Ha preso su di sé un enorme rischio, certamente: immaginate cosa sarebbe stato di lui in caso di sconfitta di Donald Trump, con il quale si è apertamente schierato quando il risultato elettorale americano appariva ancora incertissimo.
Sta di fatto che pure qui in Europa il capo di Tesla è diventato un’autentica bestia nera delle élites politiche e mediatiche, quasi più scatenate verso di lui che contro Donald Trump. Per decenni, in particolare in Italia, avevano non solo sopportato ma supportato – comportandosi da veline, da majorettes, da cheerleaders – qualunque intromissione estera: dalle risatine di Merkel e Sarkozy alle frustate di Juncker-Dombrovskis-Moscovici. Ma contro Musk a sinistra sono improvvisamente diventati tutti sovranisti.
Non solo. Per ciò che riguarda i giganti del big tech, per interi lustri la Silicon Valley era stata completamente schierata da una parte, cioè a sinistra: e nessuno aveva avuto nulla da eccepire. Il solo fatto che Musk, prendendo Twitter e trasformandolo in X, abbia rotto un monopolio, e lo abbia fatto all’insegna della libertà di parola (per capirci: la prima mossa dopo la scalata di X è stata quella di renderne trasparente l’algoritmo, cioè il meccanismo di funzionamento), ha portato i progressisti alla crisi isterica. Concepiscono il monopolio o al massimo l’oligopolio: una dimensione di libero mercato delle idee (nel quale si sentono soccombenti) li atterrisce.
Dalle nostre parti, invece, Libero aveva suggerito in epoca non sospetta di prendere Musk molto sul serio, contro una cattiva letteratura che lo liquidava come un affabulatore o un pazzo. E non solo perché era ed è la persona più ricca del mondo, ma per la portata oggettivamente enorme delle sue realizzazioni: dalla Tesla alle avventure spaziali e satellitari.
E attenzione: l’uomo è un autentico campione di anticonformismo. Sia nell’orientamento culturale di fondo (è di fatto un libertario di destra), sia nei comportamenti economici e ad alta valenza politica, come quando si è trasferito dalla California al Texas, optando per uno stato governato dai repubblicani e caratterizzato da scelte fiscali e pro-mercato opposte allo schema “tasse alte e big government” proprio dei democratici. Tutte cose che hanno fatto impazzire di rabbia sia la Silicon Valley sia i progressisti ufficiali (Hollywood inclusa).
========================================
[ESERCIZIO] Puoi trascrivere parola per parola il brano su Musk, da "Dalle nostre parti, invece, Libero" fino a "spaziali e satellitari." incluso?
========================================
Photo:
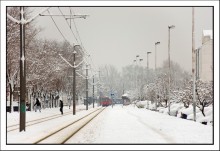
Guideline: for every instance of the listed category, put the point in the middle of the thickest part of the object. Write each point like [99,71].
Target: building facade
[204,57]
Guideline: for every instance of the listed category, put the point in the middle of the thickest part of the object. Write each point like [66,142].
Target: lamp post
[87,87]
[147,60]
[169,27]
[141,80]
[148,73]
[156,43]
[193,66]
[93,89]
[74,79]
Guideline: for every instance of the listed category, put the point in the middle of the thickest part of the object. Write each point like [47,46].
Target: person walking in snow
[61,107]
[38,105]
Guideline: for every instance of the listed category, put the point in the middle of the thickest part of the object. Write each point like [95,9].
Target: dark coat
[37,102]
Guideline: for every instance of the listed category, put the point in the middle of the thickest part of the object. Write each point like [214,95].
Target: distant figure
[61,107]
[38,105]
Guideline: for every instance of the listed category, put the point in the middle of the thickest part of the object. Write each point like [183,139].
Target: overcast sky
[115,35]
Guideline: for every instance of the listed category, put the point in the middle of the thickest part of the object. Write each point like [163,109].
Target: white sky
[119,124]
[115,35]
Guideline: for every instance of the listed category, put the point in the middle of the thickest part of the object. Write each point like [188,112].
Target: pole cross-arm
[66,60]
[13,19]
[37,14]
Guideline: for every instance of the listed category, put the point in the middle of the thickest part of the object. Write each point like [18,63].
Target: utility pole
[148,75]
[86,86]
[93,86]
[169,27]
[22,23]
[99,88]
[156,43]
[22,72]
[193,66]
[74,80]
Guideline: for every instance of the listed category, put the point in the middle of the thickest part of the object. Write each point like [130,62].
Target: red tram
[105,101]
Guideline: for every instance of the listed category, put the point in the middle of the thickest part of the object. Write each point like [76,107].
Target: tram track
[61,135]
[14,127]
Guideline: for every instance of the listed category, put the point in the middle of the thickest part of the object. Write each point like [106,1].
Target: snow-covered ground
[130,125]
[117,125]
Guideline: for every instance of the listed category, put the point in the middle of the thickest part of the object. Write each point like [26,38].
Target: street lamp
[169,27]
[141,83]
[156,43]
[147,60]
[74,79]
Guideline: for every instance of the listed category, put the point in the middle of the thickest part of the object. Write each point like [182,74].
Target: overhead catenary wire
[57,27]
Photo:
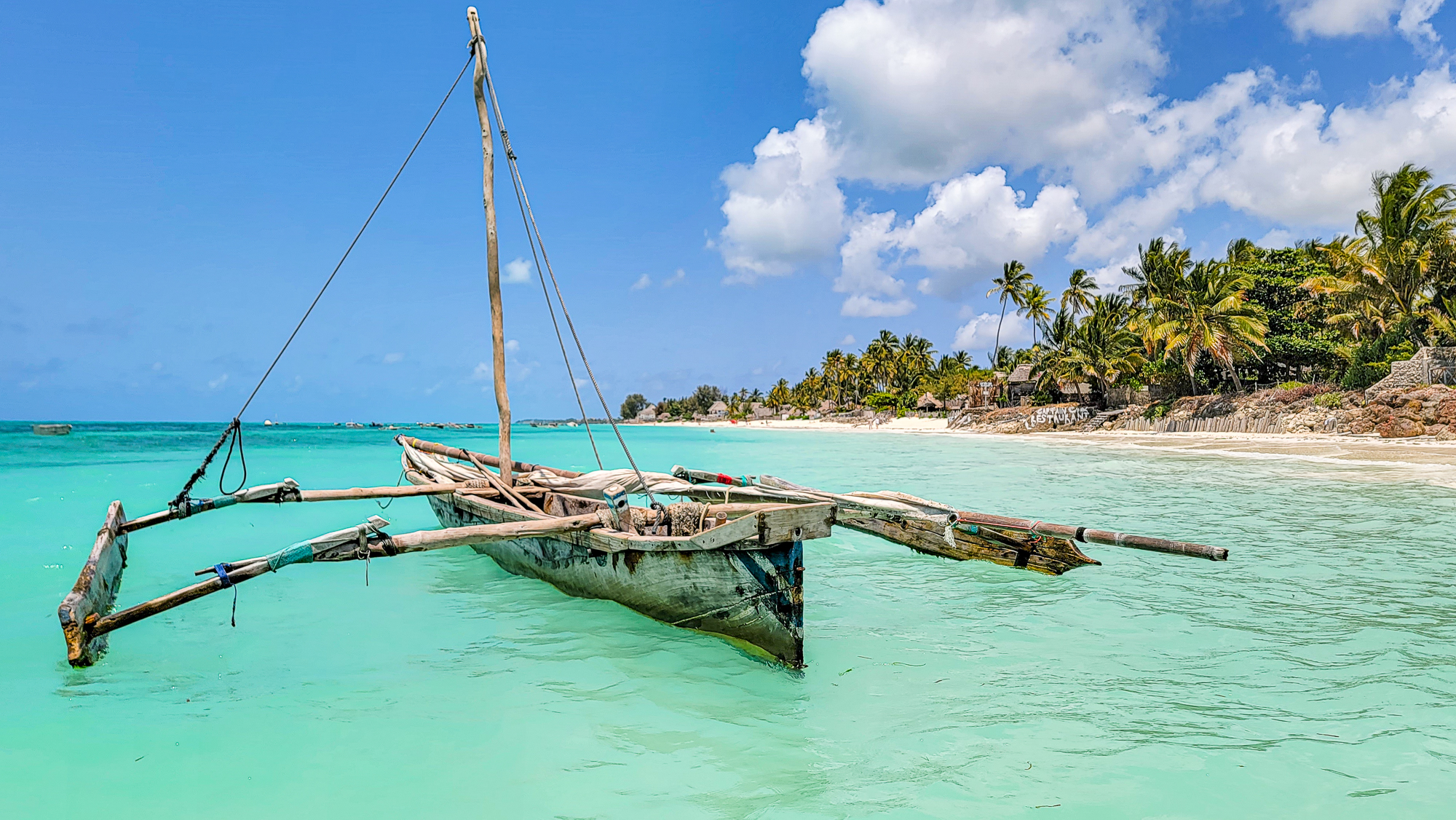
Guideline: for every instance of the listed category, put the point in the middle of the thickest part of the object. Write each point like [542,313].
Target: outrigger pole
[493,254]
[84,614]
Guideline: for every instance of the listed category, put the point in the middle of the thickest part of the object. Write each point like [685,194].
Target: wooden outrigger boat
[727,559]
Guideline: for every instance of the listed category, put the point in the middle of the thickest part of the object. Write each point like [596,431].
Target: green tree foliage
[633,406]
[1333,311]
[1299,334]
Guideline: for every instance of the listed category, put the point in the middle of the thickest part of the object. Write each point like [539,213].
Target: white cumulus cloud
[1037,130]
[1350,18]
[786,209]
[979,334]
[518,272]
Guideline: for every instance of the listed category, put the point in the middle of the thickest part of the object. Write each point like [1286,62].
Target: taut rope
[235,429]
[535,231]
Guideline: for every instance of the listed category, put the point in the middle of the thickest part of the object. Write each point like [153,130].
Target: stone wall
[1429,363]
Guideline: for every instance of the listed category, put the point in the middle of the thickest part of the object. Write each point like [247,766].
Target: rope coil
[235,429]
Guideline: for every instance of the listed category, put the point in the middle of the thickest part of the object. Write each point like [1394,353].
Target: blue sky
[177,184]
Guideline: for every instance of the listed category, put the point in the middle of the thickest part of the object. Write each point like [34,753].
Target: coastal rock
[1401,427]
[1447,411]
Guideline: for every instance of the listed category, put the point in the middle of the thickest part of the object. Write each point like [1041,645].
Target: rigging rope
[235,429]
[531,240]
[531,218]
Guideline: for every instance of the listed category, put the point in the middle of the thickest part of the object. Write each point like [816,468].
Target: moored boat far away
[727,559]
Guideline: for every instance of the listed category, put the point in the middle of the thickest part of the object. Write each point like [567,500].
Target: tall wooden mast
[493,259]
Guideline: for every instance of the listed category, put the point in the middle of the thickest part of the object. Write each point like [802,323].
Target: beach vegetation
[1317,315]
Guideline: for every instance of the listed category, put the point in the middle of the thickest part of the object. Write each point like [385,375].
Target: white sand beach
[1368,449]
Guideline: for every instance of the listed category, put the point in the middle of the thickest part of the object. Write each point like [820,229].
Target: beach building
[1020,384]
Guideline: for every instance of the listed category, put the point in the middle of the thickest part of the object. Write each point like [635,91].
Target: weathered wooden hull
[755,596]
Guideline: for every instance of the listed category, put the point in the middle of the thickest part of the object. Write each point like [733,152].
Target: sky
[726,190]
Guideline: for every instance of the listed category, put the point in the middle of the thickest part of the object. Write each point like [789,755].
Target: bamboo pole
[493,257]
[1094,537]
[353,494]
[467,457]
[410,543]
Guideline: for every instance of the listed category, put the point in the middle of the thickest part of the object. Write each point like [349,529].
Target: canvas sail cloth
[885,505]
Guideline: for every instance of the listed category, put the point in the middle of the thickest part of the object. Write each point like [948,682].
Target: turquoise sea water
[1310,677]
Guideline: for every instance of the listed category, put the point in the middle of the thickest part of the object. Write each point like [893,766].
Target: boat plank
[95,591]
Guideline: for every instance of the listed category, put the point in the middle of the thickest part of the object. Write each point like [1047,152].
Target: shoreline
[1329,448]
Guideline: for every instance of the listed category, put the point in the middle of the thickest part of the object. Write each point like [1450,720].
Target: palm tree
[1078,298]
[1160,267]
[834,369]
[1388,272]
[780,395]
[1103,346]
[1036,305]
[1208,312]
[1011,285]
[915,360]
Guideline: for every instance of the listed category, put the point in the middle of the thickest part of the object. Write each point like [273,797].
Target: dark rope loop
[180,503]
[235,429]
[238,439]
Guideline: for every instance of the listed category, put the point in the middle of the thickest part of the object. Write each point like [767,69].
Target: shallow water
[1310,677]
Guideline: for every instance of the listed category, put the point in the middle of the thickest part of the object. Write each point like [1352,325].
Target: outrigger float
[727,559]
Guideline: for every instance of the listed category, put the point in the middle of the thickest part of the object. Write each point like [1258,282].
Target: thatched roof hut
[928,401]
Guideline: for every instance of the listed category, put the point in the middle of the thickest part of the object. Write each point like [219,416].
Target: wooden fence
[1221,425]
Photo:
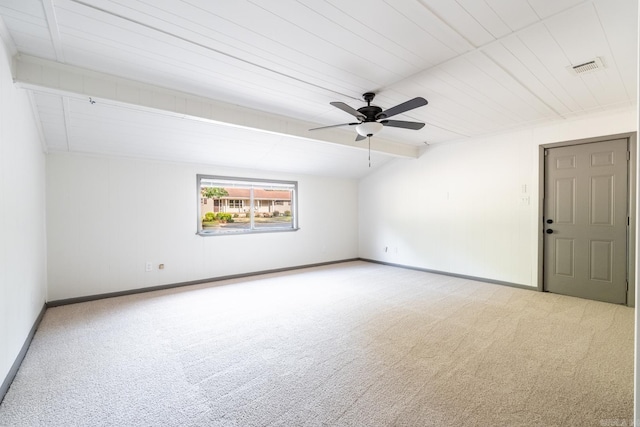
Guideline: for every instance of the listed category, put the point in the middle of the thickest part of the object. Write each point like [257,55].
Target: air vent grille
[587,67]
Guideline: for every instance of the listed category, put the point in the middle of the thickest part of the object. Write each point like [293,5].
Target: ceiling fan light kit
[371,118]
[369,128]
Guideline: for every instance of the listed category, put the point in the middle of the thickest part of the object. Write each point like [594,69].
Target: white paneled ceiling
[260,74]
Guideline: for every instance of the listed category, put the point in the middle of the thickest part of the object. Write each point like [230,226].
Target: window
[242,205]
[236,203]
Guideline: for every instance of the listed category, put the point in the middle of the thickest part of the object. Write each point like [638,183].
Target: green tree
[214,192]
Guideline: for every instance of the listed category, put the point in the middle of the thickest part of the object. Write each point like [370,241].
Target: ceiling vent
[586,67]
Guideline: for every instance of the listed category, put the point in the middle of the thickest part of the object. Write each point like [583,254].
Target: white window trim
[226,181]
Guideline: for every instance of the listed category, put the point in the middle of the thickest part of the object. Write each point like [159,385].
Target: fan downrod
[368,97]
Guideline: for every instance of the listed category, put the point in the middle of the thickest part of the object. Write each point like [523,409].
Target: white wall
[107,216]
[22,218]
[469,207]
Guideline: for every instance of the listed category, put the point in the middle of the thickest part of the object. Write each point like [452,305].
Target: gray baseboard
[4,388]
[67,301]
[461,276]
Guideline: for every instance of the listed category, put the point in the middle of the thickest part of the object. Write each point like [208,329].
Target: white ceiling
[263,73]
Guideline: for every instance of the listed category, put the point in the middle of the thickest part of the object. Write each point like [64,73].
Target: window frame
[251,183]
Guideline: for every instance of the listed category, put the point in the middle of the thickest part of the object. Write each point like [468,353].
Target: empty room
[318,213]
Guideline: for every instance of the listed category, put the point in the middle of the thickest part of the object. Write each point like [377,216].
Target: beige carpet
[354,344]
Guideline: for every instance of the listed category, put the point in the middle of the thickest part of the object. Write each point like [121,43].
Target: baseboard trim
[461,276]
[67,301]
[4,388]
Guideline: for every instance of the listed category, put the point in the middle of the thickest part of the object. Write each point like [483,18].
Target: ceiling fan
[371,119]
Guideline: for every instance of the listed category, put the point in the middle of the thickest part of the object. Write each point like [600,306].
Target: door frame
[631,138]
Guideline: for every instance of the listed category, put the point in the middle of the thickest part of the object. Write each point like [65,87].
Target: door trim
[631,138]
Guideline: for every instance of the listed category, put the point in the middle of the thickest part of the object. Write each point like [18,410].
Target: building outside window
[241,205]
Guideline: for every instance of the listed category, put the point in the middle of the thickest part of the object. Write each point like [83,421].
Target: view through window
[239,205]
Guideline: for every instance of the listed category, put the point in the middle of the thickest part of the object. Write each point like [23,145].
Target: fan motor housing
[370,112]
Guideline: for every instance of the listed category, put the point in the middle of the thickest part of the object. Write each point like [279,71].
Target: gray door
[585,220]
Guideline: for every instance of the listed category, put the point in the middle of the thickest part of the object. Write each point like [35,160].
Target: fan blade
[401,108]
[402,124]
[335,126]
[344,107]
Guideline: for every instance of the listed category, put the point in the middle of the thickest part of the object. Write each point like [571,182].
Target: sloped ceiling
[239,83]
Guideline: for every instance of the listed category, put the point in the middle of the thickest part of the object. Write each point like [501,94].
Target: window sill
[204,233]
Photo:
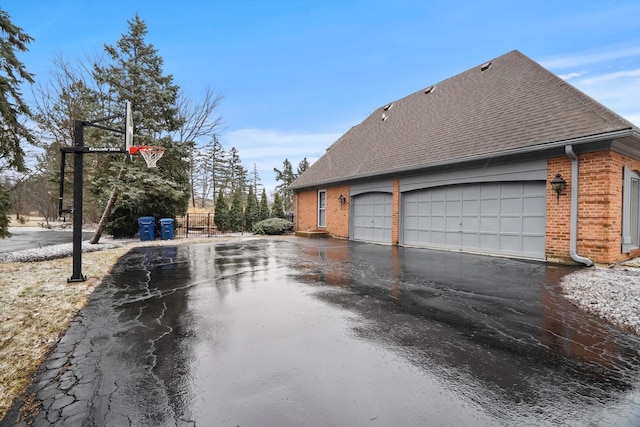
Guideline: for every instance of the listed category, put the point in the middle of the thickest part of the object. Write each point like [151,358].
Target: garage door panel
[510,206]
[511,225]
[534,205]
[498,218]
[489,206]
[371,219]
[532,225]
[489,224]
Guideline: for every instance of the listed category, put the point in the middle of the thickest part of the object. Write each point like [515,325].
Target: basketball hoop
[150,153]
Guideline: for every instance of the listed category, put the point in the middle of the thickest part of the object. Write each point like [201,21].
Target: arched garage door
[371,215]
[504,218]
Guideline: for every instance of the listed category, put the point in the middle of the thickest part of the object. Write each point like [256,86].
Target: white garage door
[371,213]
[505,218]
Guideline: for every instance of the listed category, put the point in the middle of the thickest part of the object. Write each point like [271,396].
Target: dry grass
[36,306]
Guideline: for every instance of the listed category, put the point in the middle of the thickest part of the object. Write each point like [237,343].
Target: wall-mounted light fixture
[558,185]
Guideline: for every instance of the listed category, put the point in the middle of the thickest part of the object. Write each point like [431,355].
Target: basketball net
[150,154]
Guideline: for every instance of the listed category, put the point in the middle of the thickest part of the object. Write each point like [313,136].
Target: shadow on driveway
[325,332]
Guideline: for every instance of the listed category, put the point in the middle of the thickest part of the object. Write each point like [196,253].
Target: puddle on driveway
[324,332]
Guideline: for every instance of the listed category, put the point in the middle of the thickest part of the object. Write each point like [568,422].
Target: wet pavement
[292,332]
[27,238]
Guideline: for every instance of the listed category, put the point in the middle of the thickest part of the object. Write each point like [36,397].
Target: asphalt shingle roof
[513,104]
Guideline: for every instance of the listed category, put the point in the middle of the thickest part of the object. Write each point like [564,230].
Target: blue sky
[295,75]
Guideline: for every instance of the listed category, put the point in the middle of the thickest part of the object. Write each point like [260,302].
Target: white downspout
[573,236]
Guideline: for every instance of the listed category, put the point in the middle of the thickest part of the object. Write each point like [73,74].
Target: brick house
[467,165]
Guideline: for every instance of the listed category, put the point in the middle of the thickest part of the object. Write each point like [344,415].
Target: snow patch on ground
[611,293]
[51,252]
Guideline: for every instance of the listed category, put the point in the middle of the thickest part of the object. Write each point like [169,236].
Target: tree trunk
[107,211]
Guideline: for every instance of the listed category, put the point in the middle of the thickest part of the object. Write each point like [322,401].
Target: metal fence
[198,225]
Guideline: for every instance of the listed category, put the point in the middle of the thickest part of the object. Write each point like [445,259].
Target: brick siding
[599,207]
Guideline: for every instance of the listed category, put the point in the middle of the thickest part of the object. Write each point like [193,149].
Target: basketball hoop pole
[78,150]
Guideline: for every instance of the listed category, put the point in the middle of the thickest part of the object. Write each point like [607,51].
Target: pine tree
[251,211]
[12,107]
[264,206]
[286,177]
[236,214]
[276,209]
[134,73]
[221,213]
[238,173]
[12,74]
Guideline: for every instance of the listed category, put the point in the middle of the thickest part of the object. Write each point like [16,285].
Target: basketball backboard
[128,130]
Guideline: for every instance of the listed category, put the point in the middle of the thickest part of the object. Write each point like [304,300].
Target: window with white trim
[322,208]
[630,211]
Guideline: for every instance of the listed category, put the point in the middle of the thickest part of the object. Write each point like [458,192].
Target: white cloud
[570,76]
[610,75]
[578,59]
[268,148]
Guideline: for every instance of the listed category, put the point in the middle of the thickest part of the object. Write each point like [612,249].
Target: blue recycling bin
[146,227]
[166,228]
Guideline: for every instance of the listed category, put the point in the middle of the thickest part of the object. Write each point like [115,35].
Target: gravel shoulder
[37,304]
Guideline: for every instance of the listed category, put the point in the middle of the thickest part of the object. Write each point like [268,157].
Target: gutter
[630,132]
[573,236]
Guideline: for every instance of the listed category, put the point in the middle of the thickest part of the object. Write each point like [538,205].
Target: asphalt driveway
[290,332]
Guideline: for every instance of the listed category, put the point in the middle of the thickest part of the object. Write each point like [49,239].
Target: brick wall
[558,210]
[305,207]
[395,212]
[337,215]
[599,207]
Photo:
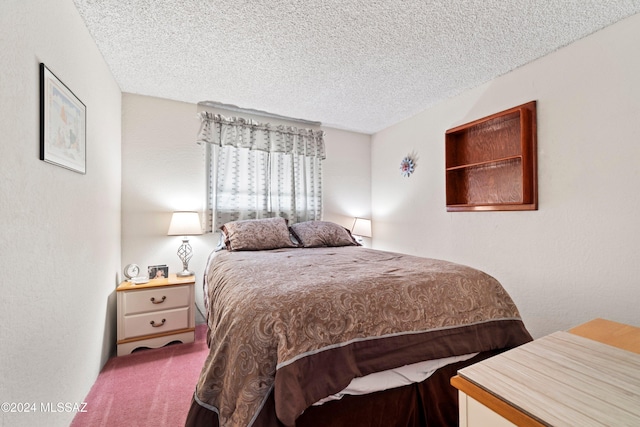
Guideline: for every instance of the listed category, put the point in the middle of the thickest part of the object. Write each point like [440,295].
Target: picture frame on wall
[63,124]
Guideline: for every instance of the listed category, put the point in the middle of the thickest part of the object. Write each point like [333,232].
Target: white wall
[575,258]
[163,170]
[60,234]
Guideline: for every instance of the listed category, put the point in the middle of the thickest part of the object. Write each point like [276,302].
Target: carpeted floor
[150,387]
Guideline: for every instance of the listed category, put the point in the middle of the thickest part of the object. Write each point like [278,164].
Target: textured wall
[163,170]
[60,233]
[575,258]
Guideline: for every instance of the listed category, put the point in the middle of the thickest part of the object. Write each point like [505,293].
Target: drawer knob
[153,323]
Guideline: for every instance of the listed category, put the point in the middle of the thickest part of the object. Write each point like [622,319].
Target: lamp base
[185,273]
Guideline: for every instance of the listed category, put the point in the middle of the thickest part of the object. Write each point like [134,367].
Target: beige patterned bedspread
[302,323]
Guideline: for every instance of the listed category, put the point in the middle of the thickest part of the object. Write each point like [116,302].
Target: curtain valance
[245,133]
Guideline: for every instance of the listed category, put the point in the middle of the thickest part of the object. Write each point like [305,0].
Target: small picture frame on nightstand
[158,271]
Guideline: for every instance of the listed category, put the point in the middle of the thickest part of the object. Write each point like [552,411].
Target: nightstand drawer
[155,299]
[163,321]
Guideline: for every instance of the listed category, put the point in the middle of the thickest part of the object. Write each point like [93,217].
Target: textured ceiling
[360,65]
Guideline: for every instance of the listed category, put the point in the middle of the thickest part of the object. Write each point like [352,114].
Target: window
[259,171]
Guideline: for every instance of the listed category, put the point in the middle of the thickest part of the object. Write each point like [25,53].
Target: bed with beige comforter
[289,327]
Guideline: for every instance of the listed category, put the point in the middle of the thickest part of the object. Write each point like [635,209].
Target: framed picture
[63,122]
[158,271]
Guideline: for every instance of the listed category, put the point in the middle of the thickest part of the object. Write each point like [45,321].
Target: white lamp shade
[185,224]
[361,227]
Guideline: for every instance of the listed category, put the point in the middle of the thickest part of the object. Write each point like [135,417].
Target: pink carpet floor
[150,387]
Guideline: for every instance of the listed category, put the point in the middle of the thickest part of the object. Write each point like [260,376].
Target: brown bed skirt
[433,402]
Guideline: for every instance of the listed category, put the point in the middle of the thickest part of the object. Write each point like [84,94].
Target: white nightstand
[156,313]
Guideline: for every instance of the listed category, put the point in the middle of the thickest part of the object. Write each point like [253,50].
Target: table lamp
[185,224]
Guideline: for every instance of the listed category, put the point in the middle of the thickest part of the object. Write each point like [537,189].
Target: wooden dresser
[588,376]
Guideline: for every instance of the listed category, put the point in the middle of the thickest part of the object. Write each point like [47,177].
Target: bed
[297,315]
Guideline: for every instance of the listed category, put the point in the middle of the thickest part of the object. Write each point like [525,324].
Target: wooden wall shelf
[491,162]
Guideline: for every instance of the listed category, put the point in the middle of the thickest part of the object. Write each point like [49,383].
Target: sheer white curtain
[261,171]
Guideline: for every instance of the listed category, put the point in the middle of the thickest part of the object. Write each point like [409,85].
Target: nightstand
[156,313]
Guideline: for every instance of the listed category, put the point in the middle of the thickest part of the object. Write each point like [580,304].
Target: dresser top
[172,280]
[564,379]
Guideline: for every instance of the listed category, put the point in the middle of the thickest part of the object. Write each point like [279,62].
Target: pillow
[313,234]
[257,234]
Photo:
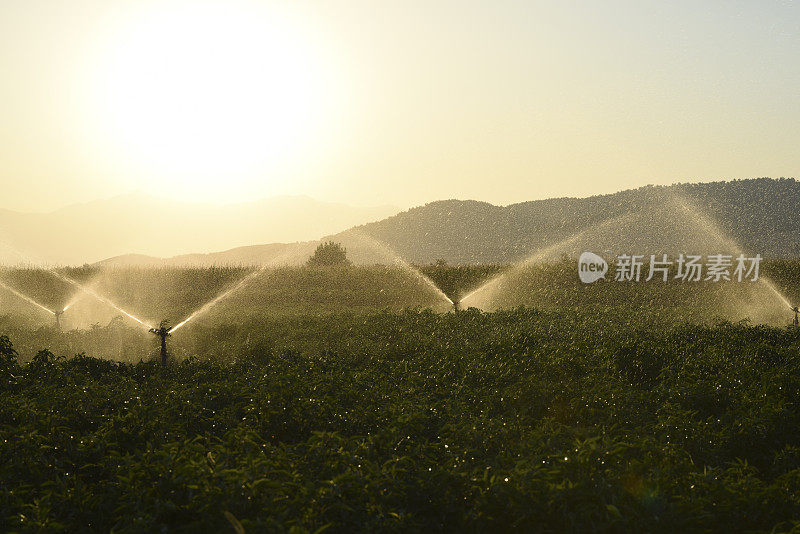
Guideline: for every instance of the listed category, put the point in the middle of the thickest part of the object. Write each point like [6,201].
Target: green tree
[329,254]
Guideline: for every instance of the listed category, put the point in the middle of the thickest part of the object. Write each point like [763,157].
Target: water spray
[27,299]
[162,331]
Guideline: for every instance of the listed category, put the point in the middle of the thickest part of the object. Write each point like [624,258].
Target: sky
[391,102]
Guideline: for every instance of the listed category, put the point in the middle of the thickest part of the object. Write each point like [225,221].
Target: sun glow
[211,95]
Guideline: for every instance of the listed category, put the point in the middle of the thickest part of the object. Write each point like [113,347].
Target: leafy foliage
[518,420]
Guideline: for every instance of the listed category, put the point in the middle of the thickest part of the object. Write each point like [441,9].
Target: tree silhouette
[329,254]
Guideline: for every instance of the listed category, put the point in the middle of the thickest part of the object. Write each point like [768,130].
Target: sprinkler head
[162,330]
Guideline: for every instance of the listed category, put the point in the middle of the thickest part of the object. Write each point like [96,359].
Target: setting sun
[211,93]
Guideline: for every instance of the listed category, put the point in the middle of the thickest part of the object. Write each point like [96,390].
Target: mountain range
[758,215]
[145,225]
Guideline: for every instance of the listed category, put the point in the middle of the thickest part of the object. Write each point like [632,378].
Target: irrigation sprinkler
[162,331]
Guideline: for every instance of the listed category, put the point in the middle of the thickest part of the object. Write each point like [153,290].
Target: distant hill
[761,215]
[144,225]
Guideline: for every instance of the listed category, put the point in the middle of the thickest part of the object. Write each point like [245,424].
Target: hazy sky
[391,102]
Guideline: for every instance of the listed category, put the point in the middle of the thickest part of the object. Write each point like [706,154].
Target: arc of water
[712,227]
[80,287]
[99,297]
[27,298]
[222,296]
[543,253]
[397,259]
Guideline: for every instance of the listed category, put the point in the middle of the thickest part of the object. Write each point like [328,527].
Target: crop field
[354,399]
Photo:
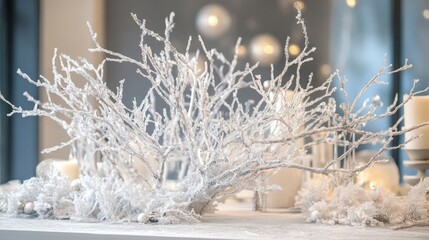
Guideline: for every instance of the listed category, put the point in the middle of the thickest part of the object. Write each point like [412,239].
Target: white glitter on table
[225,224]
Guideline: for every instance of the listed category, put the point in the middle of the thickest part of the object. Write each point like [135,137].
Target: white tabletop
[226,224]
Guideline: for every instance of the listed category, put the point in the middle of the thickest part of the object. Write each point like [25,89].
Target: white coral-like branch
[222,143]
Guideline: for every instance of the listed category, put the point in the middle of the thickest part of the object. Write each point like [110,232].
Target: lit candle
[286,178]
[67,168]
[416,111]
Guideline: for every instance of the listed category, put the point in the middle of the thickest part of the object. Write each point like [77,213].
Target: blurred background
[350,35]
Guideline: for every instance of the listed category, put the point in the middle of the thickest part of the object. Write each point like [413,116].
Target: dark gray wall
[249,18]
========================================
[RISULTATO]
Dalle nostre parti, invece, Libero aveva suggerito in epoca non sospetta di prendere Musk molto sul serio, contro una cattiva letteratura che lo liquidava come un affabulatore o un pazzo. E non solo perché era ed è la persona più ricca del mondo, ma per la portata oggettivamente enorme delle sue realizzazioni: dalla Tesla alle avventure spaziali e satellitari.